Task brief → Rewrite the part that opens with the line containing "Outline every instance of the brunette hair." and closes with the line containing "166 71 L 170", replacing "brunette" with "auburn" and leaving everything else unchanged.

>>>

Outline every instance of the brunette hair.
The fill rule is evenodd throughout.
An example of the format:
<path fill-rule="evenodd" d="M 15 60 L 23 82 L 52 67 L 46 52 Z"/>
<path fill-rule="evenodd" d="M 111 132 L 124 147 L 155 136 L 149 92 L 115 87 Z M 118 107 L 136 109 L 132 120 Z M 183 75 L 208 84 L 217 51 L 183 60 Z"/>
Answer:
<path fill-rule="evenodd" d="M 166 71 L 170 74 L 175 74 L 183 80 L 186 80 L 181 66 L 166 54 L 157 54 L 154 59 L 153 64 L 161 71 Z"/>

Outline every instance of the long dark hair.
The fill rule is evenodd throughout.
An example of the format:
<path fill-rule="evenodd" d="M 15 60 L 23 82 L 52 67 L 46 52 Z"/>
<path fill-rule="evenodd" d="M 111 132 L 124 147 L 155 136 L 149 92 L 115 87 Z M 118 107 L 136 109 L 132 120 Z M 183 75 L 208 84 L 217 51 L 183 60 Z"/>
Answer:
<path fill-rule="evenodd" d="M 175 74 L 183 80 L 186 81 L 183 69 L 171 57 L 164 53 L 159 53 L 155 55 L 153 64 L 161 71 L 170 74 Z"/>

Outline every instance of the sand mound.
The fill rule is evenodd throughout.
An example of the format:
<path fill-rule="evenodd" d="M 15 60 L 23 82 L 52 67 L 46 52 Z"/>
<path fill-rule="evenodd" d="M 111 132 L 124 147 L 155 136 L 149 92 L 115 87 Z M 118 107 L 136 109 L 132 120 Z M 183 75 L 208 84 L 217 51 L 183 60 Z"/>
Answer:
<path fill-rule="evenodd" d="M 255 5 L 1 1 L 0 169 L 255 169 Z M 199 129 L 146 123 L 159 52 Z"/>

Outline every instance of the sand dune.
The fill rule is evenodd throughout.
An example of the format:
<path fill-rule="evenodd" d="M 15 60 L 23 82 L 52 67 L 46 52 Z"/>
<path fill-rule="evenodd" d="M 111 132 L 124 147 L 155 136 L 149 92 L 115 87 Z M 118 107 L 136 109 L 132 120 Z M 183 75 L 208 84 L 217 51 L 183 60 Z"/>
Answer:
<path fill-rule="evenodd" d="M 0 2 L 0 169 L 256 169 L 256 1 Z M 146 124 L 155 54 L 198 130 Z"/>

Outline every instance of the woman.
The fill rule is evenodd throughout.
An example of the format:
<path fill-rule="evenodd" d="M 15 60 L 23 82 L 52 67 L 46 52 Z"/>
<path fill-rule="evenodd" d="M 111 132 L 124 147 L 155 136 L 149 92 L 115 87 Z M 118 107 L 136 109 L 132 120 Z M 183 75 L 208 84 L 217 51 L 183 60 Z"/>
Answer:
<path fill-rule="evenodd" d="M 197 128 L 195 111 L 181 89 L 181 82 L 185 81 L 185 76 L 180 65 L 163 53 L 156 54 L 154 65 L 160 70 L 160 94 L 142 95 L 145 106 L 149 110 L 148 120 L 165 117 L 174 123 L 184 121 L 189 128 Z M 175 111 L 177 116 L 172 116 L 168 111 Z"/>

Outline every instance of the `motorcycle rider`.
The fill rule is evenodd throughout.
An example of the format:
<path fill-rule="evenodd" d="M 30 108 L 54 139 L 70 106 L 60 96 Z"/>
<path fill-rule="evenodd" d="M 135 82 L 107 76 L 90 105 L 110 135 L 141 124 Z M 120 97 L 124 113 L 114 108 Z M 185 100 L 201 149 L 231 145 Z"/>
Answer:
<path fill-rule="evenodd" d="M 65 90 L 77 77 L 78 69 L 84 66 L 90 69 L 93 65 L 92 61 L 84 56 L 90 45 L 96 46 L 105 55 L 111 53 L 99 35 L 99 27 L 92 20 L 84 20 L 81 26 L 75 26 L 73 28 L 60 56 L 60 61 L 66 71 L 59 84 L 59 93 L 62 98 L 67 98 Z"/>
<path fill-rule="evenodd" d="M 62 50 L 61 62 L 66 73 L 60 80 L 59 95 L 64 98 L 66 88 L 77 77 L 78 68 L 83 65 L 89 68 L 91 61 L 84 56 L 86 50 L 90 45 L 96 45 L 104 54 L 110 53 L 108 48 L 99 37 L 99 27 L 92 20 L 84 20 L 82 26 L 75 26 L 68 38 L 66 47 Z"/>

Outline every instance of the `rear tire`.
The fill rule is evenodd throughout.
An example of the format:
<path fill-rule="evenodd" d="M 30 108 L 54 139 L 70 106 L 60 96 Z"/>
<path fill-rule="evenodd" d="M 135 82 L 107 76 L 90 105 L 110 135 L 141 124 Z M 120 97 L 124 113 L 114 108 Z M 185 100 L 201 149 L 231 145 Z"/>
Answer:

<<<
>>>

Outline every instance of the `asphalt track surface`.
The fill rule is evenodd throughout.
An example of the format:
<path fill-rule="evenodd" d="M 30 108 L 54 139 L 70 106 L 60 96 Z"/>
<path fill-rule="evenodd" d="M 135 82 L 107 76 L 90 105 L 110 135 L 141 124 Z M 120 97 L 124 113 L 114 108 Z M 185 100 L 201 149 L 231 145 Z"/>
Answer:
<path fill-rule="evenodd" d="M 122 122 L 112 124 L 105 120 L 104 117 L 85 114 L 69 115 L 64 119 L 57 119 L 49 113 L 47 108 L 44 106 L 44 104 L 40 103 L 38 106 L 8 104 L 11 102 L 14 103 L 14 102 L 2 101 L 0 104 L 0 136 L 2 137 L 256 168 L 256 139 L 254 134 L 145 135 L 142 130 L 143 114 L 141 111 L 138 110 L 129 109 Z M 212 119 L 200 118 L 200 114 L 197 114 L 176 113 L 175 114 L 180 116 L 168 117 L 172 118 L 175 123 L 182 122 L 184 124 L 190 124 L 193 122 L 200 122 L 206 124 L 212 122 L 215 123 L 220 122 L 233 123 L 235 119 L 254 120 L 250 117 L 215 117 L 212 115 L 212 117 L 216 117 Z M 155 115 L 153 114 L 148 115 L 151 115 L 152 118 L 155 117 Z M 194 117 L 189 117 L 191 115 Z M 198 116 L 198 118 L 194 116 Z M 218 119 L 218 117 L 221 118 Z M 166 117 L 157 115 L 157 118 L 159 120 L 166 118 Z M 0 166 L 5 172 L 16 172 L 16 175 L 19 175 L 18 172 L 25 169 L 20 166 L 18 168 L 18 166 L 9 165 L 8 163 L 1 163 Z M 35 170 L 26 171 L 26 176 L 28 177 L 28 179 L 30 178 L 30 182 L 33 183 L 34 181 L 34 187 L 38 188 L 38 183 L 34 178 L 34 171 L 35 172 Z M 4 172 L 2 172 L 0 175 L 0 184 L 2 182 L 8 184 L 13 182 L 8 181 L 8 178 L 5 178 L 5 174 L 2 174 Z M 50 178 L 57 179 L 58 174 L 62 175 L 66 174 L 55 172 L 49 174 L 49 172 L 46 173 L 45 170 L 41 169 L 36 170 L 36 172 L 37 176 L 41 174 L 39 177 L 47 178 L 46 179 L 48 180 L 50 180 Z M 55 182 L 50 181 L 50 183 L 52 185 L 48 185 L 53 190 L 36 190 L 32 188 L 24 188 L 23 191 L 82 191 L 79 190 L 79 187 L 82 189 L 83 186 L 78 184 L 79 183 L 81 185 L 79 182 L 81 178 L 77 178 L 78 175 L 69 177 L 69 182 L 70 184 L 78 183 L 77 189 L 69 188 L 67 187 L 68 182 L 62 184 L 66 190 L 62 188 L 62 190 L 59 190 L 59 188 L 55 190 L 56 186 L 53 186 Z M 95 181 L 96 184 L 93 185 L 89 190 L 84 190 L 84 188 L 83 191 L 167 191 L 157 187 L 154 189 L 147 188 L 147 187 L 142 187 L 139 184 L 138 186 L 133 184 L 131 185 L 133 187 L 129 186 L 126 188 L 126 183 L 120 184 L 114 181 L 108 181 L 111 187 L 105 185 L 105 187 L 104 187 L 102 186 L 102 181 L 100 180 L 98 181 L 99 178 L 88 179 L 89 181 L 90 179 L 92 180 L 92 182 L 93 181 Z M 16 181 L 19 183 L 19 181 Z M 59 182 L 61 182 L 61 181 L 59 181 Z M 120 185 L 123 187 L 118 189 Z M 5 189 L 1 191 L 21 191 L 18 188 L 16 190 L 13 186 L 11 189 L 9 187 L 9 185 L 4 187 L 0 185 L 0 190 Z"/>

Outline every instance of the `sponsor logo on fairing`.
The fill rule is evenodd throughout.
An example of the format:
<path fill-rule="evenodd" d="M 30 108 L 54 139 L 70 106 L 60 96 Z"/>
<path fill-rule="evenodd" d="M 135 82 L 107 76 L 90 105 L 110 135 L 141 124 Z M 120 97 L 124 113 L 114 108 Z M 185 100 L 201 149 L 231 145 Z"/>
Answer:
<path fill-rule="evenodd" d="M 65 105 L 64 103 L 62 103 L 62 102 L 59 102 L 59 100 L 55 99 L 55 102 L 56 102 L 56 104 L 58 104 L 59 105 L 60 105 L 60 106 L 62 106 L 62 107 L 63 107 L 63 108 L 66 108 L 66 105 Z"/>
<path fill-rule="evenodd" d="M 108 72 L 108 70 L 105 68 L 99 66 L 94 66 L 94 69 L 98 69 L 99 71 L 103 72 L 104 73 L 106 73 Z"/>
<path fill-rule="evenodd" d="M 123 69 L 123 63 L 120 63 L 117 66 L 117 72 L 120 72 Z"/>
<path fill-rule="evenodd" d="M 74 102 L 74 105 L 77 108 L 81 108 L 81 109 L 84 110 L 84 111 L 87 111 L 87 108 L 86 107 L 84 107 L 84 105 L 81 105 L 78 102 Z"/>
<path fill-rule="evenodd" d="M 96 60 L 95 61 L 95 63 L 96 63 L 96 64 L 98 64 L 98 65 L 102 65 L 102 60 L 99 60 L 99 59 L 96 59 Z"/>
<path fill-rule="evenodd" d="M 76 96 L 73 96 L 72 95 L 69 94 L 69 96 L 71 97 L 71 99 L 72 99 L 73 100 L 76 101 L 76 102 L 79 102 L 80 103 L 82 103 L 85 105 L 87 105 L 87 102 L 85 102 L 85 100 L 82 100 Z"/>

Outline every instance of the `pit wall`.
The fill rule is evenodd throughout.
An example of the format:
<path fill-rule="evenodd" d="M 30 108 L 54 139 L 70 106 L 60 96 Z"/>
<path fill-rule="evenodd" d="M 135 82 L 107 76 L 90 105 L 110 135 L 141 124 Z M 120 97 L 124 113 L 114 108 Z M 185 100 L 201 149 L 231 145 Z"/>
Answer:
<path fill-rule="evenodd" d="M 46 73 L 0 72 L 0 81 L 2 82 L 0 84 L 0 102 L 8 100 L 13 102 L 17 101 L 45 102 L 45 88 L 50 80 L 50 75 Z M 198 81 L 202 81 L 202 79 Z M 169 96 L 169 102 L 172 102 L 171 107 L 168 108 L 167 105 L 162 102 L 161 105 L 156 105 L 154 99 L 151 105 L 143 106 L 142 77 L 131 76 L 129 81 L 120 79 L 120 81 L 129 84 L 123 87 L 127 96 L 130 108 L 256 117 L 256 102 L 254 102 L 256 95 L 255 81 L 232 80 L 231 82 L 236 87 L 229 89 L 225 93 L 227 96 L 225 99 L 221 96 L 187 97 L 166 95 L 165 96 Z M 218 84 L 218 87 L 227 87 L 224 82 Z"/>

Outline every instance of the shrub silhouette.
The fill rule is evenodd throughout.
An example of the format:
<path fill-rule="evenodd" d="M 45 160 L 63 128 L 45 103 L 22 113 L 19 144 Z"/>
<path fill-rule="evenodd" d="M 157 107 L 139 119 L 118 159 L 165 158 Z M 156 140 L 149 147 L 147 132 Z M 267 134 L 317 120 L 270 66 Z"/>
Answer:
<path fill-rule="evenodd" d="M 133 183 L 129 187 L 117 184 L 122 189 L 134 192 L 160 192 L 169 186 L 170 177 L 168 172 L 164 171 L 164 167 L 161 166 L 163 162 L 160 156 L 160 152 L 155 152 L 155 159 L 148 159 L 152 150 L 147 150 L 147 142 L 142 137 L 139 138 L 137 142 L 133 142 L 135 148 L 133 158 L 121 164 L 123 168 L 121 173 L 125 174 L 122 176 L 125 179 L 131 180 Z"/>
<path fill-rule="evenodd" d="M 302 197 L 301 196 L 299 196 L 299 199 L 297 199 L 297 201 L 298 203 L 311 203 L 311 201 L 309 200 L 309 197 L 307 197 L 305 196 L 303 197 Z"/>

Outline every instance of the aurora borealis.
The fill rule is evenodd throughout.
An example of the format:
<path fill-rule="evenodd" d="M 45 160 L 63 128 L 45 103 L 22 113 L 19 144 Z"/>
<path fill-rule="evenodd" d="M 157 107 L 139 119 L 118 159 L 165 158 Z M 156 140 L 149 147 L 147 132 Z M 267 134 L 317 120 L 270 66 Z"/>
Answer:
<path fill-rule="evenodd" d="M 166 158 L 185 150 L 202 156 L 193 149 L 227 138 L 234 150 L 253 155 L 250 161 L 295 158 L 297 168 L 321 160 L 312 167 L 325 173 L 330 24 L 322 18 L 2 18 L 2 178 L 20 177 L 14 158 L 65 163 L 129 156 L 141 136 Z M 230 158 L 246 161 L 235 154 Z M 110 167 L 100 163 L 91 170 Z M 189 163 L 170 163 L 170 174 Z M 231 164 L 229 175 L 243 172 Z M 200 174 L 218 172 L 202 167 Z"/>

<<<

Response for this exercise →
Outline every instance of the auburn hair.
The fill rule is evenodd throughout.
An example of the format:
<path fill-rule="evenodd" d="M 15 60 L 23 82 L 52 67 L 46 52 Z"/>
<path fill-rule="evenodd" d="M 111 132 L 124 147 L 155 136 L 149 92 L 115 87 Z M 118 107 L 136 109 L 132 120 Z M 183 75 L 208 84 L 217 51 L 183 60 Z"/>
Answer:
<path fill-rule="evenodd" d="M 166 71 L 170 74 L 175 74 L 183 80 L 186 80 L 181 66 L 166 54 L 157 54 L 154 59 L 153 64 L 161 71 Z"/>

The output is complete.